Raw records:
** START **

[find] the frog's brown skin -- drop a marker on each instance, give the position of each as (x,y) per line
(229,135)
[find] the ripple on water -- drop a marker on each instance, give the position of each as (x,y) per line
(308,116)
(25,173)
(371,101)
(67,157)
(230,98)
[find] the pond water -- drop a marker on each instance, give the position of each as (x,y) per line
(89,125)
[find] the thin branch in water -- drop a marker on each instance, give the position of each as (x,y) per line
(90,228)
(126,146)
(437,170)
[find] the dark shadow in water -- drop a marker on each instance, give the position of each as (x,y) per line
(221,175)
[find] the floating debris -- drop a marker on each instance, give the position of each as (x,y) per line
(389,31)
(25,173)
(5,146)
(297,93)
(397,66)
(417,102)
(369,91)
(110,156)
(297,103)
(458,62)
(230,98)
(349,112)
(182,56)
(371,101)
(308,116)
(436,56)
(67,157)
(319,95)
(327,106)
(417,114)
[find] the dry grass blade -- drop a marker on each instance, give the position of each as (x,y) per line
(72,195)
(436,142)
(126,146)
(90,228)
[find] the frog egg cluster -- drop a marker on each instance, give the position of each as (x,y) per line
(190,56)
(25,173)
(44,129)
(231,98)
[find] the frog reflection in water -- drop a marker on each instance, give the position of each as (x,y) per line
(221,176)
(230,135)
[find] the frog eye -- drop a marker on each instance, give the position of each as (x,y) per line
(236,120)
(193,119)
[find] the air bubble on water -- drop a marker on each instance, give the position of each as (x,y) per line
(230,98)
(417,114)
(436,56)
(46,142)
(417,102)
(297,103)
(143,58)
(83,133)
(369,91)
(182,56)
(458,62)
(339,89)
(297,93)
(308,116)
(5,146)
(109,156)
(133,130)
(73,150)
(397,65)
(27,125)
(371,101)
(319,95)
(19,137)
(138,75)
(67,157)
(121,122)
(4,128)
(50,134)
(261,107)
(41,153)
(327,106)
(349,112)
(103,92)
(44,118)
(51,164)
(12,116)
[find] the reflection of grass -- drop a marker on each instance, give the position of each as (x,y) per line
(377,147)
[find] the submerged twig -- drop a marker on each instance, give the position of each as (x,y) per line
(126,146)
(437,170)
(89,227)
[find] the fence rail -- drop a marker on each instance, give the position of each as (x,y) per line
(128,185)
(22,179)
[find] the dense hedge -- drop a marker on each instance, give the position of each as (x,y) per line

** END **

* [Instructions to follow] Write out all of the records above word for word, keeping every line unchanged and in its original order.

* [Expected output]
[find] the frog's brown skin -- drop a marker on each instance, give the position of each as (x,y) per line
(229,135)
[find] the ripple on water -- drop a marker on each instance, give the position of each as (x,y) per line
(308,116)
(25,173)
(371,101)
(67,157)
(230,98)
[find] the pond water -- drop a marker on each instance, give the position of each as (x,y) per line
(89,125)
[find] the thin branch in water -- drop a marker on each instance, give the position of each as (x,y) per line
(90,228)
(126,146)
(437,170)
[find] the dark shadow in water -- drop a marker on each instance, give the position of each as (x,y) per line
(221,175)
[find] the floating debris -- drop a marker on each instance, give the position of each as (x,y) per line
(389,31)
(25,173)
(5,146)
(297,93)
(397,66)
(417,102)
(369,91)
(110,156)
(297,103)
(458,62)
(230,98)
(349,112)
(182,56)
(371,101)
(308,116)
(436,56)
(67,157)
(319,95)
(327,106)
(417,114)
[find] the dry grass blade -- drop a marker on each instance, give the position of each as (x,y) per line
(72,195)
(436,142)
(126,146)
(90,228)
[find] the frog egg cluster -- drop a marker on each instance, give the position of each as (x,y) per line
(190,56)
(25,173)
(44,129)
(231,98)
[find] the frog reflection in water -- drop a marker on each instance, give the position of each as (x,y) per line
(221,176)
(230,135)
[find] the frog eye -- drop a marker on each instance, give the position of each as (x,y) per line
(236,120)
(193,119)
[find] the air bubble on water -- drop a marker on each instance, give the position of each as (x,y) per line
(230,98)
(417,114)
(436,56)
(46,142)
(417,102)
(297,103)
(143,58)
(83,133)
(369,91)
(182,56)
(458,62)
(339,89)
(297,93)
(308,116)
(5,146)
(109,156)
(133,130)
(73,150)
(397,65)
(27,125)
(371,101)
(319,95)
(19,137)
(138,75)
(67,157)
(121,122)
(4,128)
(50,134)
(261,107)
(41,153)
(327,106)
(349,112)
(103,92)
(44,118)
(51,164)
(12,116)
[find] the reflection of grass -- drop a marker on each instance, give the position of each as (x,y) per line
(377,147)
[find] the submerged twig -- drop a marker on each instance, give the position of each as (x,y) per line
(126,146)
(437,170)
(89,227)
[find] the fence rail -- drop a marker on each instance, give the position of each as (x,y) per line
(128,185)
(22,179)
[find] the dense hedge -- drop a marker on each instance, give the position of each as (x,y) per line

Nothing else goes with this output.